RECORDS SUPPLIED Start Marker

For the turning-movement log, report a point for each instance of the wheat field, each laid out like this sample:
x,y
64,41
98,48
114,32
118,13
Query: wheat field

RECORDS SUPPLIED End Marker

**THE PROBLEM:** Give back the whole of the data above, exactly as written.

**EXERCISE OUTPUT:**
For the turning-movement log, report a point for each instance of the wheat field, each laid out like this sample:
x,y
64,41
98,48
114,32
118,13
Query: wheat field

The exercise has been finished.